## Available data
────

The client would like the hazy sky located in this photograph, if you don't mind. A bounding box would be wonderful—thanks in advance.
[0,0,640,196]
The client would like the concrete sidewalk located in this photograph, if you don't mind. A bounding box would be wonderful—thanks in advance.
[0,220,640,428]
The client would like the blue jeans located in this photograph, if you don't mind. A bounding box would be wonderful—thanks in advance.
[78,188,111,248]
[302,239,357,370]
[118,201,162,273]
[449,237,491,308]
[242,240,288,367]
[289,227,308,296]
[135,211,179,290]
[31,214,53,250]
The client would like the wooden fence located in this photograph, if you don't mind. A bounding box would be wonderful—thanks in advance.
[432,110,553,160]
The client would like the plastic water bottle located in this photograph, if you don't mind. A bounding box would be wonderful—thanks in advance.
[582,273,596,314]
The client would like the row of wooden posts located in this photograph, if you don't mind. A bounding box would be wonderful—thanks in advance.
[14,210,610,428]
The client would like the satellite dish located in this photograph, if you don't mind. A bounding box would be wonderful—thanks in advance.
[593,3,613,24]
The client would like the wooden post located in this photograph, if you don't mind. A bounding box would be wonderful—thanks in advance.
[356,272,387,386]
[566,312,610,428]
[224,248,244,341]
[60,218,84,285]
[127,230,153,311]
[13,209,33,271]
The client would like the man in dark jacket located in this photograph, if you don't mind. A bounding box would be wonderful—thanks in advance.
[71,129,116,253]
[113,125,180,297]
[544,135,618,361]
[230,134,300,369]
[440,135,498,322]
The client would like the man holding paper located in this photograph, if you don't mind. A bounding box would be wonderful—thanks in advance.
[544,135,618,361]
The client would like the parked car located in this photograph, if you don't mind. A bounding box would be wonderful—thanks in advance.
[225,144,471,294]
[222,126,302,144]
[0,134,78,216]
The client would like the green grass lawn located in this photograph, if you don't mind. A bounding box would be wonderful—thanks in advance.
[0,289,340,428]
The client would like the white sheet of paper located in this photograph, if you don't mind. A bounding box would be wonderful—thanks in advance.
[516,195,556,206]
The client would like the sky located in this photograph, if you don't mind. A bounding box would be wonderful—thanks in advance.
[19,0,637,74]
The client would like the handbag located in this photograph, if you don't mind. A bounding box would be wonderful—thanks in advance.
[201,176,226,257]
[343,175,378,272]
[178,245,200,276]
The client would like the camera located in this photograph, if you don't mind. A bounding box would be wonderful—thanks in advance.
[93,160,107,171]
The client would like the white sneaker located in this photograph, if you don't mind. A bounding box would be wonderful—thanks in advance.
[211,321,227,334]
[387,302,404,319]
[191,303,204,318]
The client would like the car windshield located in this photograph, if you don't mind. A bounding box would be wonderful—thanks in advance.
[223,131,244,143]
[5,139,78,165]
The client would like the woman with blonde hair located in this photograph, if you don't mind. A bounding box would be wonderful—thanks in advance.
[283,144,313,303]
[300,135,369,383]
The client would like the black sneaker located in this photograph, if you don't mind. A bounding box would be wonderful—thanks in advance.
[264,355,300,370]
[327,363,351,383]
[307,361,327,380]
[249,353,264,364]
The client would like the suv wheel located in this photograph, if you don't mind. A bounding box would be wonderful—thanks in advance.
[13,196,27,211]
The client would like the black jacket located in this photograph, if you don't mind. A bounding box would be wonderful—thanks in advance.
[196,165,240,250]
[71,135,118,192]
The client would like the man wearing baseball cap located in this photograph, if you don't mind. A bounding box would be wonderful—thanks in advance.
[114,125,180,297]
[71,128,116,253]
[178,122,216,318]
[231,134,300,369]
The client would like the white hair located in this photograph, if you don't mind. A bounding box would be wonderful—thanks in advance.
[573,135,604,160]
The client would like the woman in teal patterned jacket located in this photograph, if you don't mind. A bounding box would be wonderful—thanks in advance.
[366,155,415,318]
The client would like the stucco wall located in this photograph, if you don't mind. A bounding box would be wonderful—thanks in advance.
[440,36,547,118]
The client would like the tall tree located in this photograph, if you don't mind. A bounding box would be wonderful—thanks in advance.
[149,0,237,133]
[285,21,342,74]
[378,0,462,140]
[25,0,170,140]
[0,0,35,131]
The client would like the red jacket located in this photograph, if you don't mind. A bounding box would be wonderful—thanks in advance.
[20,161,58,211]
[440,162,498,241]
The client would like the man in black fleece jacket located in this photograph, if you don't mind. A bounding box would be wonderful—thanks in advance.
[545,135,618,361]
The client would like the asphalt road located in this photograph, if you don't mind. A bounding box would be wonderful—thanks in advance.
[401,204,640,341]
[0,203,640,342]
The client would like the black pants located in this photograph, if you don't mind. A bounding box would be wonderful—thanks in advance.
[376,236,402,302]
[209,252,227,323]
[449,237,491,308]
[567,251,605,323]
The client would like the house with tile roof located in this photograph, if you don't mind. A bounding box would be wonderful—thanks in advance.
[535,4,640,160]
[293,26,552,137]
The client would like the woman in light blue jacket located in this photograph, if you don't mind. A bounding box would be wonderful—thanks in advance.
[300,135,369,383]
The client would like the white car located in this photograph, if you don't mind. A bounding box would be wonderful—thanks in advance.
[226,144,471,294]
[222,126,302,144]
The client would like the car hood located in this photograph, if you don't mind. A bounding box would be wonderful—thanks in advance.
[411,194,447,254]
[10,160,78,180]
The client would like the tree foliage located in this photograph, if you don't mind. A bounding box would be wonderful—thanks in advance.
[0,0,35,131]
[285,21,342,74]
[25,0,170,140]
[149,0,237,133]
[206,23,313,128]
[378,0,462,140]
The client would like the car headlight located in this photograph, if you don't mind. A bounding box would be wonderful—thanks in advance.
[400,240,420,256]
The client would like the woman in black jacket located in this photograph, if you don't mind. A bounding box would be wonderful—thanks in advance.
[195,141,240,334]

────

## Exercise
Copy all of the records above without changing a single character.

## The completed task
The client would like the hazy sky located in this photograph, if you don't mind. A bounding box would be wonderful—thanks in advance.
[0,0,640,196]
The client would like the concrete sidewalk located in this photograph, if you don't mind. A bounding box would be wonderful—thanks in advance.
[0,220,640,428]
The client would like the blue jeans located in this photograph, if you don't mind. A bounding box would be wonderful—thanks in advance.
[78,188,111,248]
[302,239,357,370]
[118,201,162,273]
[449,237,491,308]
[242,240,288,367]
[289,227,308,296]
[135,211,179,290]
[31,214,53,250]
The client would like the wooden fence located in this photograph, if you don't mind. A bounding box would be wonderful—thanks in advance.
[432,110,553,160]
The client would like the plastic water bottle located in this photograph, if you don't mind. A bounding box would be wonderful—thanks in advance.
[582,273,596,314]
The client would like the row of wooden posts located in this photograph, if you don't mind. A bounding box would be wonderful—thanks in advance.
[14,210,610,428]
The client would like the satellite dish located in this photograph, if you don't mind. A bounding box would be wonderful—thanks in advance.
[593,3,613,24]
The client would like the wooden post located in this photograph, if you don't mind. A bounding box would be wonderful—thanks in advance.
[356,272,387,386]
[566,312,610,428]
[224,248,244,341]
[60,218,84,285]
[127,230,153,311]
[13,209,33,271]
The client would like the man in dark jacket located in this photograph, if you don't mind. A bounding box would be wonderful—thanks in advance.
[71,129,116,253]
[113,125,180,297]
[544,135,618,361]
[230,134,300,369]
[440,135,498,322]
The client would like the man holding paper located in this photograph, if you don't mind. A bounding box would be wonderful—thanks in advance.
[544,135,618,361]
The client would like the parked car located in this photograph, if you don't mind. A bounding box would be wonderful—thanks in advance.
[225,144,471,294]
[222,126,302,144]
[0,134,78,216]
The client would like the green grass lawn located in this photograph, if you don't mind. A bounding box would be wonderful—thanks in advance.
[0,289,340,428]
The client would like the white sheet of paper located in this photograph, if you don't mind. A bounding box would be wonderful—thanks in advance.
[516,195,556,206]
The client would like the sky located in this photograph, if you don't mind. A bounding box would be wonderful—thanks in advance.
[19,0,637,74]
The client would like the handbag located in this photograph, if you don't mind. A bounding box would be wonderful—thanks in advance.
[201,176,226,257]
[343,175,378,272]
[178,245,200,276]
The client would like the camera located in this photograph, if you don't mind. A bounding box would be wonderful—thanks in advance.
[93,160,107,171]
The client would like the white sneaker located in this photograph, if you don't mind. A bounding box would be wonderful—thanks in advance.
[211,321,227,334]
[387,302,404,319]
[191,303,204,318]
The client would like the car windshield located in this photograph, if you don't mind. A bounding box would be wonderful—thanks in advance.
[223,131,244,143]
[5,139,78,165]
The client would like the woman with blonde hair located in this photograph, if you don't mind. A bounding box would be wonderful—thanks in advance.
[283,144,313,303]
[300,135,369,383]
The client would like the black sneaker located in this photograph, if you don't mind. A bounding box would be wonderful—thanks in advance.
[264,355,300,370]
[327,363,351,383]
[307,361,327,380]
[249,353,264,364]
The client would like the suv wheel located in this photograph, if you don't mind. A bounding box would be wonderful—thanks in advance.
[13,196,27,211]
The client would like the black jacket located in this photograph, if you don't mind. A bounding box would be wonderful—thanks in advance.
[196,165,240,250]
[71,135,118,192]
The client would like the man wearing baseball cap located in this photograph, if you don't mind. A bounding box would be wonderful—thanks in advance.
[114,125,180,297]
[71,128,116,253]
[178,122,216,318]
[231,134,300,369]
The client would like the white hair located in this photograph, if you don't mind. A bounding box would be wonderful—thanks in advance.
[573,135,604,160]
The client would like the woman in teal patterned jacket located in this photograph, if you don't mind. A bounding box would be wonderful—thanks in advance.
[366,155,415,318]
The client would like the stucco wall located in this photograph, if you don't mind. A bounding box would be wonderful—thanks in advance.
[440,36,547,118]
The client would like the tall tree located in this photograph, if you don't mind. A bounding box would be wonderful—thanks in advance.
[149,0,237,133]
[285,21,342,74]
[378,0,462,140]
[25,0,170,140]
[0,0,35,131]
The client would like the red jacket located in this photograph, if you don't mind. A bounding box would be wonderful—thanks in advance.
[20,161,58,211]
[440,162,498,241]
The client would like the man in black fleece jacket located in this photograph, if you don't mind. A bounding box would be wonderful—thanks in advance.
[545,135,618,361]
The client would like the asphalt road located in this photograph, if you don't mind. A bounding box would be wonderful—thanks in advance.
[401,204,640,341]
[0,203,640,342]
The client would like the black pants located in this photograph, if you don't mind. A bounding box would be wonderful—thanks in advance.
[376,236,402,302]
[209,252,227,323]
[449,237,491,308]
[567,251,605,323]
The client would like the house with tile roof located in this photograph, if you don't mind. A bounding box would be wonderful—thanks in advance.
[535,4,640,160]
[293,26,552,137]
The client would like the woman in light blue jacket located in this photograph, if you don't mind. A bounding box would be wonderful—thanks in advance.
[300,135,369,383]
The client would like the white car located in this photograph, if you don't mind. A bounding box would be wonderful—thanks in advance.
[226,144,471,294]
[222,126,302,144]
The client would like the car hood located in this photograph, if you don't mind. A bounding box would be wonderful—thanks in advance.
[411,194,447,254]
[10,160,78,180]
The client would like the tree foliage located in this photograph, if you don't mind. A bounding box would be wonderful—thanks in advance.
[0,0,35,131]
[285,21,342,74]
[25,0,170,140]
[149,0,237,133]
[206,23,313,128]
[378,0,462,140]
The client would like the car headlight located in this photograph, if you don't mind. A bounding box would be wonderful—thanks in advance.
[400,240,420,256]
The client would like the woman in black jacket located in this photograph, if you don't mind. A bounding box would be wonderful—thanks in advance.
[195,141,240,334]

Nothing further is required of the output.